## EXERCISE BRIEF
Each line from the beginning of the entries below through the line that includes "target | green banana leaf" must be returned exactly as given.

+---+

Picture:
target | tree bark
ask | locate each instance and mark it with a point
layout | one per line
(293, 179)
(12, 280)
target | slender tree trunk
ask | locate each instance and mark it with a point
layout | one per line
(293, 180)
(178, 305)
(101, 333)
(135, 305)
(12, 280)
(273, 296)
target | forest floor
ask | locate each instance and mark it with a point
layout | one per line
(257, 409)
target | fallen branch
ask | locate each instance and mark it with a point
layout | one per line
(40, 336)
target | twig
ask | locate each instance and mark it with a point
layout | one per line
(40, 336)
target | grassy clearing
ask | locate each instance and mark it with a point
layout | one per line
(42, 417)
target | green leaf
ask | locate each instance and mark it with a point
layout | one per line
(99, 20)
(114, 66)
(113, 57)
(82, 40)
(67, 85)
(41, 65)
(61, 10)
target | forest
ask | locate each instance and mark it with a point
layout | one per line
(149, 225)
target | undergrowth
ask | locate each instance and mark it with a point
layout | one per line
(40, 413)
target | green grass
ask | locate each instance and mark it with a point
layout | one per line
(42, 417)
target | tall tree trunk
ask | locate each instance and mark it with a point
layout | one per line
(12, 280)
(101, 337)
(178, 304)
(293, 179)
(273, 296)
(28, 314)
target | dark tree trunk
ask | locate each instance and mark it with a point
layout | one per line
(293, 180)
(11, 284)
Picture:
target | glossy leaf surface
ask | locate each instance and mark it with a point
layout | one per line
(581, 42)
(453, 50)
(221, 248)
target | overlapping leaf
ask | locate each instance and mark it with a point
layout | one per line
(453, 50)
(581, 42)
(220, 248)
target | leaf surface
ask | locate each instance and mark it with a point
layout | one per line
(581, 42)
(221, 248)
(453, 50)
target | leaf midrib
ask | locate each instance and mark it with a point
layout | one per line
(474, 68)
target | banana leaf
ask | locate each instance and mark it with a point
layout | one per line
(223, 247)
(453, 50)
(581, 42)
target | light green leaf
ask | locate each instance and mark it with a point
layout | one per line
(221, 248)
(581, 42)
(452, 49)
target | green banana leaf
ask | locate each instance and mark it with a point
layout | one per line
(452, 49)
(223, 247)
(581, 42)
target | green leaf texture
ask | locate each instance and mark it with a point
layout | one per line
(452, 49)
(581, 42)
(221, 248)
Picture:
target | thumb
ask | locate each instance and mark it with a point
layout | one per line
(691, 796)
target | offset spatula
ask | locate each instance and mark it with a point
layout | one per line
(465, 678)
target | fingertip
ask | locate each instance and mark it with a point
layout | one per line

+---+

## RESULT OF THE TASK
Picture:
target | tree bark
ask | locate each instance and mark it with a point
layout | one per line
(293, 179)
(12, 280)
target | slender tree trunk
ask | locate each instance and mark it with a point
layout | one per line
(293, 180)
(178, 305)
(101, 333)
(135, 305)
(12, 280)
(273, 296)
target | forest floor
ask | locate each instance and mark it with a point
layout | one per line
(257, 409)
target | fallen branch
ask | locate each instance and mark it with a point
layout | one per line
(40, 336)
target | twig
ask | locate each instance and mark it with a point
layout | one per line
(40, 336)
target | grassy clearing
ask | locate each instance and mark it with a point
layout | one per line
(42, 417)
target | green leaf
ask | locate each instance and mark it with a point
layout | one per line
(99, 20)
(114, 66)
(113, 57)
(82, 40)
(67, 85)
(41, 65)
(61, 10)
target | forest
ask | locate each instance and mark it with a point
layout | one per line
(149, 225)
target | undergrowth
ask | locate each instance and mark it with a point
layout | one per line
(40, 413)
target | green grass
ask | locate each instance and mark it with a point
layout | one per line
(42, 417)
target | tall tree trunk
ask | locate each instance and mark it with a point
layout | one per line
(12, 280)
(101, 337)
(178, 304)
(293, 179)
(273, 296)
(28, 314)
target | dark tree trunk
ask | locate each instance and mark it with a point
layout | one per line
(293, 180)
(11, 284)
Picture:
target | glossy leaf surface
ask | locate each instance and mark it with a point
layout | one per line
(581, 42)
(453, 50)
(221, 248)
target | overlapping leaf
ask | locate each instance and mark it with a point
layout | one per line
(453, 50)
(581, 42)
(220, 248)
target | leaf surface
ask | locate each instance and mark it with a point
layout | one per line
(581, 42)
(221, 248)
(453, 50)
target | leaf midrib
ask | locate each instance and mark it with a point
layout | one per line
(474, 68)
target | banana leaf
ask | locate each instance and mark it with a point
layout | one per line
(223, 247)
(453, 50)
(581, 42)
target | light green leaf
ask | locate each instance and mark it with a point
layout | one per line
(221, 248)
(581, 42)
(452, 49)
target | green banana leaf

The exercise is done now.